- [Passage for review]

****************

For starters, this is not a problem for most of us.   Because most of us don’t live in Liberia, Guinea, Sierra Leone, or even Nigeria.  Which is exactly where the Ebola virus is a problem now.  Yes, if folks do come to “here”, wherever your “here” is, it is a potential issue.

Ebola is a (viral) hemorrhagic fever with other symptoms including headaches, vomiting, diarrhea, and internal bleeding.  But, contracting Ebola requires close contact- really close contact.  Which is why isolation of the cases found is such a critical response- to keep ‘them’ away from others, so they won’t become infected.

Ebola is not new.  It was first isolated in 1976 or so, in Zaire and Sudan.  And, it hasn’t taken over the world, even though we know of no cure.  (Maybe.)  And, it kills at least ½ of those who develop the disease, but the mortality rate is often closer to 90%.

So, there is tremendous cause for alarm when a case of Ebola is found. And, right now there are about 700 known cases is Sierra Leone (296 deaths), 495 in Guinea (363 deaths), and 520 in Liberia (292 deaths).  Don’t take those low death numbers as gospel, though, since the incidence rate in Sierra Leone was only about 250 and 100 in Liberia just forty-five (45) days ago.

Scientists have been seeking a cure- or a viable treatment- for about a ¼ century now.  The current ‘therapy’ is to hope we can help the immune system stay viable and then have it fight off the virus.  So, we provide fluids (because the patients become dehydrated), aspirin and similars (to lower the elevated temperature that ensues, as well as the aches), antibiotics (for the other infections that arise as the patients become debilitated), oxygen (as the respiratory system becomes compromised), blood transfusions (since the patients often lose blood) and blood pressure medication (due to blood loss and the infection itself which attacks the kidneys).  Without such “therapy”, the death rate approaches 100%.  The faster and more complete this “therapy”, the better.

****************

- [Work instructions]
a. According to the Ebola post, where and about when was the virus first isolated?
b. List every item that the Ebola post names as part of the current supportive "therapy" given to patients.
c. Reproduce word for word the part of the Ebola post starting with "For starters, this" and going on through "a potential issue.".
Work only from the Ebola post.

- [Information given]
****************

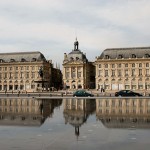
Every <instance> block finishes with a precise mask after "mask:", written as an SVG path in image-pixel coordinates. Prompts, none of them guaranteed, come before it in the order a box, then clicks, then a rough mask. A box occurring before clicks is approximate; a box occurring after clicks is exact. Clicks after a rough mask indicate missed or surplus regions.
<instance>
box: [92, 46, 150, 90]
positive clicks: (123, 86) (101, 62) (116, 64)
mask: <svg viewBox="0 0 150 150" xmlns="http://www.w3.org/2000/svg"><path fill="white" fill-rule="evenodd" d="M95 67H96V77H95V78H96V89H101V88H104V89H105V90H106V91H118V90H122V89H130V90H136V91H141V92H146V91H150V47H137V48H114V49H106V50H104V51H103V52H102V54H101V55H100V56H99V57H97V58H96V61H95Z"/></svg>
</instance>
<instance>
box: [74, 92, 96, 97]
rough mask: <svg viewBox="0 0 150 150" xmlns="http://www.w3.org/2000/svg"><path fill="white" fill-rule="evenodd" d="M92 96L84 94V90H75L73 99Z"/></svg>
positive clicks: (89, 96)
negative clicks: (75, 97) (80, 97)
mask: <svg viewBox="0 0 150 150" xmlns="http://www.w3.org/2000/svg"><path fill="white" fill-rule="evenodd" d="M93 96H94V95H93V94H91V93H88V92H86V91H85V90H77V91H76V92H75V93H74V94H73V97H93Z"/></svg>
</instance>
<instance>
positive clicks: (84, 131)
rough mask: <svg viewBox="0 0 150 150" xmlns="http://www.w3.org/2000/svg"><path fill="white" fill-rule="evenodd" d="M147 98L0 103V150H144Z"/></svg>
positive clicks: (67, 100) (145, 142)
mask: <svg viewBox="0 0 150 150" xmlns="http://www.w3.org/2000/svg"><path fill="white" fill-rule="evenodd" d="M149 139H150V99H135V98H134V99H130V98H127V99H111V98H110V99H108V98H107V99H105V98H104V99H75V98H73V99H69V98H66V99H34V98H33V99H32V98H31V99H26V98H15V99H9V98H5V99H0V149H1V150H13V149H14V150H27V149H28V150H70V149H71V150H77V149H79V150H80V149H81V150H99V149H101V150H112V149H113V150H149V146H150V141H149Z"/></svg>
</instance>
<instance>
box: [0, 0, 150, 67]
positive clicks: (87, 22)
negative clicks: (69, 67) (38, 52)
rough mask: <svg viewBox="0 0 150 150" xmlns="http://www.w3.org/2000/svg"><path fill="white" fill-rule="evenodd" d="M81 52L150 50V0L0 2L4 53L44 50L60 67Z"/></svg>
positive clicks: (41, 52) (10, 1) (87, 53)
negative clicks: (65, 61) (76, 49)
mask: <svg viewBox="0 0 150 150" xmlns="http://www.w3.org/2000/svg"><path fill="white" fill-rule="evenodd" d="M76 37H77V39H78V41H79V49H80V50H81V51H82V52H83V53H84V54H86V57H87V59H88V60H89V61H95V60H96V59H95V57H97V56H99V55H100V54H101V53H102V51H103V50H105V49H107V48H123V47H147V46H150V0H0V53H6V52H25V51H29V52H30V51H40V52H41V53H43V54H44V56H45V57H46V59H48V60H52V62H53V64H54V67H55V66H56V64H57V65H58V64H59V65H60V67H62V63H63V59H64V53H67V54H68V53H70V52H71V51H72V49H73V48H74V41H75V39H76Z"/></svg>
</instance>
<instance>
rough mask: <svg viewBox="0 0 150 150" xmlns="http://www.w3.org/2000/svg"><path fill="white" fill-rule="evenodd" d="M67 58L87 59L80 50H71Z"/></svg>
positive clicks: (68, 58) (68, 59)
mask: <svg viewBox="0 0 150 150" xmlns="http://www.w3.org/2000/svg"><path fill="white" fill-rule="evenodd" d="M68 60H81V61H87V58H86V56H85V55H84V54H83V52H81V51H80V50H73V51H72V52H70V53H69V54H68Z"/></svg>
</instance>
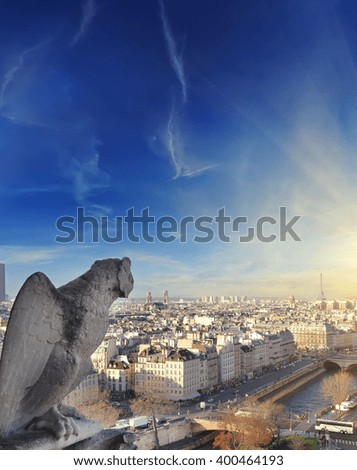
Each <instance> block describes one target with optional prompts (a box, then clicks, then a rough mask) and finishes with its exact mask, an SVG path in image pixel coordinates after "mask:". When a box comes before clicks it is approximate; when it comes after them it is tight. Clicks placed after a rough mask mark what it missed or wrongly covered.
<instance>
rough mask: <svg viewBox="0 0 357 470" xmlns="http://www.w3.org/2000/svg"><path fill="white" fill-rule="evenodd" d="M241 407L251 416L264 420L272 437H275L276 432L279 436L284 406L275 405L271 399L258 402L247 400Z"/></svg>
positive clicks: (285, 414) (257, 401)
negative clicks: (279, 429)
mask: <svg viewBox="0 0 357 470" xmlns="http://www.w3.org/2000/svg"><path fill="white" fill-rule="evenodd" d="M243 406H244V408H245V409H246V410H247V411H248V412H249V413H250V414H251V416H256V417H260V418H262V419H264V421H265V424H266V426H267V428H268V429H269V430H270V432H271V435H272V436H274V435H275V432H276V431H277V434H278V436H279V429H280V427H281V423H282V421H283V419H284V418H285V417H286V413H285V407H284V405H282V404H280V403H276V402H274V401H273V400H271V399H269V400H263V401H259V400H256V399H254V398H248V399H247V400H245V401H244V402H243Z"/></svg>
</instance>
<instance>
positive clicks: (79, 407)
mask: <svg viewBox="0 0 357 470" xmlns="http://www.w3.org/2000/svg"><path fill="white" fill-rule="evenodd" d="M109 397H110V394H109V392H108V391H106V390H105V391H102V392H93V393H89V394H87V395H86V398H85V400H83V401H82V402H81V403H79V404H77V405H76V407H77V408H78V410H79V411H80V412H81V413H83V414H84V415H85V416H86V417H87V418H89V419H92V420H93V421H97V422H99V423H100V424H101V425H102V426H103V427H104V428H110V427H112V426H114V424H115V422H116V420H117V419H119V418H120V417H121V416H123V414H124V413H123V411H122V410H119V409H118V408H116V407H114V406H113V405H111V404H110V402H109Z"/></svg>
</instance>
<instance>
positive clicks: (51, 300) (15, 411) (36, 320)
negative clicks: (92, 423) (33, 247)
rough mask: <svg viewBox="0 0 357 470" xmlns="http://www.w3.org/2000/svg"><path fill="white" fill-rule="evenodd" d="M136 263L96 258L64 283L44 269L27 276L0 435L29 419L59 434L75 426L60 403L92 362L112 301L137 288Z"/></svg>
mask: <svg viewBox="0 0 357 470" xmlns="http://www.w3.org/2000/svg"><path fill="white" fill-rule="evenodd" d="M130 265H131V263H130V260H129V259H128V258H123V259H122V260H120V259H106V260H101V261H96V262H95V263H94V264H93V266H92V267H91V269H90V270H89V271H87V272H86V273H84V274H83V275H82V276H80V277H78V278H77V279H75V280H73V281H71V282H69V283H68V284H66V285H64V286H62V287H60V288H58V289H56V287H55V286H54V285H53V284H52V283H51V281H50V280H49V279H48V278H47V276H46V275H45V274H43V273H35V274H32V275H31V276H30V277H29V278H28V279H27V280H26V282H25V283H24V285H23V286H22V288H21V290H20V292H19V294H18V296H17V298H16V300H15V303H14V306H13V308H12V311H11V315H10V320H9V324H8V327H7V331H6V335H5V341H4V347H3V351H2V358H1V362H0V401H1V406H0V439H4V438H6V437H8V436H9V435H10V434H12V433H15V432H18V431H19V430H23V429H25V428H26V427H28V426H29V423H31V430H36V429H38V430H47V431H48V432H49V433H52V434H53V435H54V436H55V437H56V438H57V439H62V438H69V436H71V435H72V434H76V433H77V431H78V429H77V424H78V422H77V420H76V419H74V418H78V416H77V415H76V413H75V412H74V413H73V410H72V411H71V410H69V409H67V410H66V409H63V407H60V408H59V404H60V402H61V400H62V399H63V398H64V397H65V396H66V395H68V393H69V392H71V391H72V390H73V389H74V388H75V387H76V386H77V385H78V384H79V383H80V382H81V381H82V380H83V379H84V378H85V377H86V375H87V374H88V372H89V370H90V369H91V360H90V356H91V354H92V353H93V352H94V351H95V349H96V348H97V347H98V346H99V345H100V343H101V341H102V340H103V337H104V335H105V333H106V330H107V324H108V311H109V307H110V306H111V304H112V303H113V301H114V300H115V299H117V298H118V297H127V296H128V295H129V293H130V292H131V290H132V288H133V277H132V275H131V272H130ZM87 437H88V436H87Z"/></svg>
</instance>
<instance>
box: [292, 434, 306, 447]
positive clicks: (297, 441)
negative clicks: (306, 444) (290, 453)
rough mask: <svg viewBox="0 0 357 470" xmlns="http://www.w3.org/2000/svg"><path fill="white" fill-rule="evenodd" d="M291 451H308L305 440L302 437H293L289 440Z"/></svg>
mask: <svg viewBox="0 0 357 470" xmlns="http://www.w3.org/2000/svg"><path fill="white" fill-rule="evenodd" d="M289 447H290V449H291V450H306V446H305V439H304V438H303V437H302V436H293V437H291V439H290V440H289Z"/></svg>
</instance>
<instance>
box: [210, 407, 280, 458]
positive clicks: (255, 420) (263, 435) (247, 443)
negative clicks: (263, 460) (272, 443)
mask: <svg viewBox="0 0 357 470" xmlns="http://www.w3.org/2000/svg"><path fill="white" fill-rule="evenodd" d="M222 423H223V424H224V427H225V428H226V431H222V432H220V433H219V434H218V435H217V436H216V438H215V440H214V442H213V446H214V447H218V448H219V449H223V450H236V449H250V450H252V449H262V448H264V447H266V446H267V445H268V444H269V442H270V441H271V438H272V436H271V434H270V432H269V430H268V427H267V423H266V421H265V419H262V418H260V417H259V416H257V415H250V416H248V415H238V416H237V415H227V416H226V417H225V418H224V419H223V420H222Z"/></svg>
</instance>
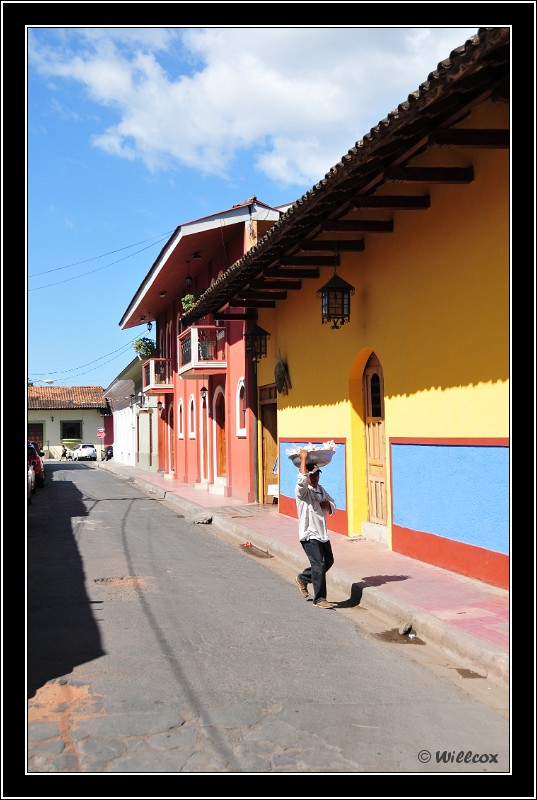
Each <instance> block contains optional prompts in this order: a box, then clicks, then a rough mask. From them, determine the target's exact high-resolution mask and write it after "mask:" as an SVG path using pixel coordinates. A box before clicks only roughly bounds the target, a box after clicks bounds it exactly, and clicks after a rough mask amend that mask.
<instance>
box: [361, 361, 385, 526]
mask: <svg viewBox="0 0 537 800" xmlns="http://www.w3.org/2000/svg"><path fill="white" fill-rule="evenodd" d="M363 392H364V405H365V409H364V412H365V413H364V418H365V442H366V456H367V492H368V499H369V522H376V523H379V524H381V525H386V522H387V516H386V442H385V436H384V377H383V373H382V367H381V364H380V361H379V360H378V358H377V356H376V355H375V353H371V355H370V357H369V360H368V362H367V364H366V366H365V370H364V377H363Z"/></svg>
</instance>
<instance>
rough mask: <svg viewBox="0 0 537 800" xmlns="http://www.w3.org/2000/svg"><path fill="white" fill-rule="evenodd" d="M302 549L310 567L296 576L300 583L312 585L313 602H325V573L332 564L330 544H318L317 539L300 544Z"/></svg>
mask: <svg viewBox="0 0 537 800" xmlns="http://www.w3.org/2000/svg"><path fill="white" fill-rule="evenodd" d="M300 544H301V545H302V547H303V548H304V552H305V553H306V555H307V557H308V560H309V562H310V566H309V567H306V569H305V570H304V572H301V573H300V575H299V576H298V577H299V578H300V580H301V581H302V583H304V584H308V583H311V584H313V602H314V603H318V602H319V600H326V573H327V572H328V570H329V569H330V567H331V566H332V564H333V563H334V556H333V553H332V545H331V544H330V542H320V541H319V540H318V539H310V540H309V541H307V542H306V541H304V542H300Z"/></svg>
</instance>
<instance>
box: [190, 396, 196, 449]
mask: <svg viewBox="0 0 537 800" xmlns="http://www.w3.org/2000/svg"><path fill="white" fill-rule="evenodd" d="M188 438H189V439H195V438H196V403H195V402H194V395H193V394H191V395H190V404H189V407H188Z"/></svg>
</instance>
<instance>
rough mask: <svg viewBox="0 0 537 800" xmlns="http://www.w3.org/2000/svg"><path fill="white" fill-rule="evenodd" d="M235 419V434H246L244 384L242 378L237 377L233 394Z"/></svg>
mask: <svg viewBox="0 0 537 800" xmlns="http://www.w3.org/2000/svg"><path fill="white" fill-rule="evenodd" d="M235 420H236V426H237V436H240V437H244V436H246V384H245V382H244V378H239V381H238V383H237V393H236V396H235Z"/></svg>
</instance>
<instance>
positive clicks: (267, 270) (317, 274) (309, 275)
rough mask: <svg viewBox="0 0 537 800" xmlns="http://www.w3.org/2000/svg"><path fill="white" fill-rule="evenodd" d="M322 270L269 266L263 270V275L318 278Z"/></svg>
mask: <svg viewBox="0 0 537 800" xmlns="http://www.w3.org/2000/svg"><path fill="white" fill-rule="evenodd" d="M320 274H321V273H320V272H319V270H318V269H317V268H314V269H283V268H280V267H267V269H264V270H263V275H266V276H267V278H318V277H319V276H320Z"/></svg>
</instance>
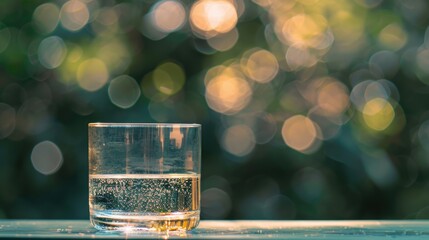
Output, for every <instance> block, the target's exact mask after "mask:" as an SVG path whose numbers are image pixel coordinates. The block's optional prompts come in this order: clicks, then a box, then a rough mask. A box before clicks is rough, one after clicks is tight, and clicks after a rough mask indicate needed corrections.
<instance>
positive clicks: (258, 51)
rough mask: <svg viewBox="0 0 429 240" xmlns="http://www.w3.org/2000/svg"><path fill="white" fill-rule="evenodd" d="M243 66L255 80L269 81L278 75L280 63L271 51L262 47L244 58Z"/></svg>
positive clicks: (247, 74) (249, 74)
mask: <svg viewBox="0 0 429 240" xmlns="http://www.w3.org/2000/svg"><path fill="white" fill-rule="evenodd" d="M242 68H243V70H244V72H245V73H246V74H247V76H248V77H249V78H251V79H252V80H254V81H255V82H259V83H267V82H270V81H271V80H273V78H274V77H275V76H276V75H277V72H278V70H279V64H278V62H277V59H276V57H275V56H274V55H273V54H272V53H271V52H269V51H267V50H263V49H260V50H256V51H253V52H251V53H250V55H249V57H246V56H245V57H244V58H243V60H242Z"/></svg>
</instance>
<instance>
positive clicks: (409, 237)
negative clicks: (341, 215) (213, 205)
mask: <svg viewBox="0 0 429 240" xmlns="http://www.w3.org/2000/svg"><path fill="white" fill-rule="evenodd" d="M0 238H32V239H34V238H43V239H123V238H127V239H137V238H140V239H182V238H189V239H332V240H335V239H341V240H343V239H397V240H400V239H429V220H424V221H418V220H407V221H373V220H371V221H201V223H200V225H199V226H198V228H196V229H194V230H192V231H190V232H168V233H156V232H155V233H153V232H152V233H147V232H146V233H119V232H103V231H97V230H95V229H94V228H93V227H92V226H91V225H90V223H89V221H87V220H0Z"/></svg>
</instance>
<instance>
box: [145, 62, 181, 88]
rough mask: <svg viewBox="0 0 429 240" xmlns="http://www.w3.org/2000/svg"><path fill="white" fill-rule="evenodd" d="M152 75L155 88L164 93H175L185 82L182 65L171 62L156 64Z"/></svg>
mask: <svg viewBox="0 0 429 240" xmlns="http://www.w3.org/2000/svg"><path fill="white" fill-rule="evenodd" d="M152 77H153V83H154V86H155V88H156V89H157V90H158V91H159V92H161V93H163V94H165V95H173V94H175V93H177V92H178V91H180V90H181V89H182V87H183V85H184V84H185V72H184V71H183V69H182V67H180V66H179V65H177V64H175V63H173V62H166V63H164V64H161V65H160V66H158V67H157V68H156V69H155V71H154V72H153V75H152Z"/></svg>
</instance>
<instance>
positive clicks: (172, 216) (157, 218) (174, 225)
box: [91, 211, 200, 232]
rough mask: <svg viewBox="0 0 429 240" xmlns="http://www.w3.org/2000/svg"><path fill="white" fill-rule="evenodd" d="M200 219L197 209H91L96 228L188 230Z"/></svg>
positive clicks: (189, 229) (125, 230)
mask: <svg viewBox="0 0 429 240" xmlns="http://www.w3.org/2000/svg"><path fill="white" fill-rule="evenodd" d="M199 221H200V212H199V211H189V212H173V213H150V214H148V213H144V214H136V213H124V212H113V211H92V212H91V224H92V225H93V226H94V227H95V228H97V229H98V230H111V231H124V232H134V231H162V232H163V231H188V230H191V229H194V228H195V227H196V226H197V225H198V223H199Z"/></svg>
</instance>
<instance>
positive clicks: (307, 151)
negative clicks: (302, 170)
mask: <svg viewBox="0 0 429 240" xmlns="http://www.w3.org/2000/svg"><path fill="white" fill-rule="evenodd" d="M317 136H318V129H317V126H316V124H315V123H314V122H313V121H312V120H311V119H309V118H307V117H305V116H303V115H295V116H293V117H290V118H288V119H286V120H285V121H284V123H283V127H282V137H283V140H284V142H285V143H286V145H288V146H289V147H290V148H292V149H295V150H296V151H299V152H303V153H306V152H308V151H309V150H312V147H313V146H314V145H315V144H316V143H317V141H319V140H318V137H317Z"/></svg>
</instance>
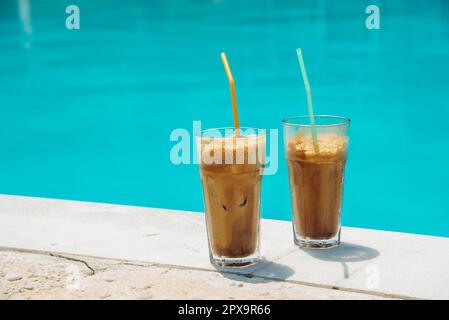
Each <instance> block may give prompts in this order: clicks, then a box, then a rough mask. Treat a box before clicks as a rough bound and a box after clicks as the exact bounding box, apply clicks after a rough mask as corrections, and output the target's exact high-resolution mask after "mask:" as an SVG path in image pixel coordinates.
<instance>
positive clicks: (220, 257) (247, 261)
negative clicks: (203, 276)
mask: <svg viewBox="0 0 449 320" xmlns="http://www.w3.org/2000/svg"><path fill="white" fill-rule="evenodd" d="M258 261H259V257H257V256H250V257H245V258H224V257H220V258H218V257H211V258H210V262H211V263H212V264H213V265H214V266H217V267H247V266H250V265H253V264H256V263H257V262H258Z"/></svg>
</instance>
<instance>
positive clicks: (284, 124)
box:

****************

- [Answers given]
a. It was first isolated in Zaire and Sudan around 1976.

b. Fluids, aspirin and similars, antibiotics, oxygen, blood transfusions, and blood pressure medication.

c.
For starters, this is not a problem for most of us.   Because most of us don’t live in Liberia, Guinea, Sierra Leone, or even Nigeria.  Which is exactly where the Ebola virus is a problem now.  Yes, if folks do come to “here”, wherever your “here” is, it is a potential issue.